== Data ==

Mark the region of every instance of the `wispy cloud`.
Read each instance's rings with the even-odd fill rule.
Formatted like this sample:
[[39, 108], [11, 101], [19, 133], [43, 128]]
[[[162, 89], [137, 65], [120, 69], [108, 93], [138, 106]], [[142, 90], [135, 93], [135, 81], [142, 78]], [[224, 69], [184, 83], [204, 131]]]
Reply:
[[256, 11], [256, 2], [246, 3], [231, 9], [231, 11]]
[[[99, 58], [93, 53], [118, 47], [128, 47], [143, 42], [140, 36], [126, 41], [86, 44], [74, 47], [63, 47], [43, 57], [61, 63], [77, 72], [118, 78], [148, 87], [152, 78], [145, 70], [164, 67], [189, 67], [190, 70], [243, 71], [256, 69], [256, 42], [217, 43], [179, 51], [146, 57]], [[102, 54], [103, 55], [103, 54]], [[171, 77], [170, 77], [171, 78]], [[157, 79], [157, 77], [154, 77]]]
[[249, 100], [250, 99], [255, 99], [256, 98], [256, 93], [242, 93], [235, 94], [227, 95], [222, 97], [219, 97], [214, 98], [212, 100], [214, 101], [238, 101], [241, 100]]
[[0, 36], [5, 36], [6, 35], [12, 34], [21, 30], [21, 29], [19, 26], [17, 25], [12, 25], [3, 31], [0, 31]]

== Aim ==
Rewrite the data above with "even-odd fill rule" swapped for "nonzero fill rule", leaving everything else untouched.

== The answer ==
Mark the region of every instance of the `wispy cloud`.
Read each instance's rings with the nonzero fill rule.
Formatted like this sample:
[[39, 108], [11, 101], [19, 133], [43, 128]]
[[[162, 89], [137, 65], [120, 69], [108, 93], [138, 106]], [[142, 90], [135, 93], [135, 81], [142, 78]], [[224, 69], [184, 83], [204, 131]]]
Reply:
[[256, 11], [256, 2], [246, 3], [231, 9], [231, 11]]
[[[99, 58], [93, 53], [118, 47], [128, 47], [143, 42], [140, 36], [126, 41], [86, 44], [74, 47], [63, 47], [43, 57], [61, 63], [77, 72], [118, 78], [148, 87], [152, 78], [145, 70], [164, 67], [189, 67], [190, 70], [243, 71], [256, 69], [256, 42], [217, 43], [179, 51], [146, 57]], [[102, 54], [103, 55], [103, 54]], [[171, 77], [170, 77], [171, 78]], [[157, 79], [157, 77], [154, 77]]]
[[249, 100], [250, 99], [255, 99], [256, 98], [256, 93], [242, 93], [235, 94], [227, 95], [222, 97], [219, 97], [214, 98], [212, 100], [214, 101], [238, 101], [241, 100]]
[[0, 36], [5, 36], [6, 35], [12, 34], [21, 30], [21, 29], [19, 26], [17, 25], [12, 25], [3, 31], [0, 31]]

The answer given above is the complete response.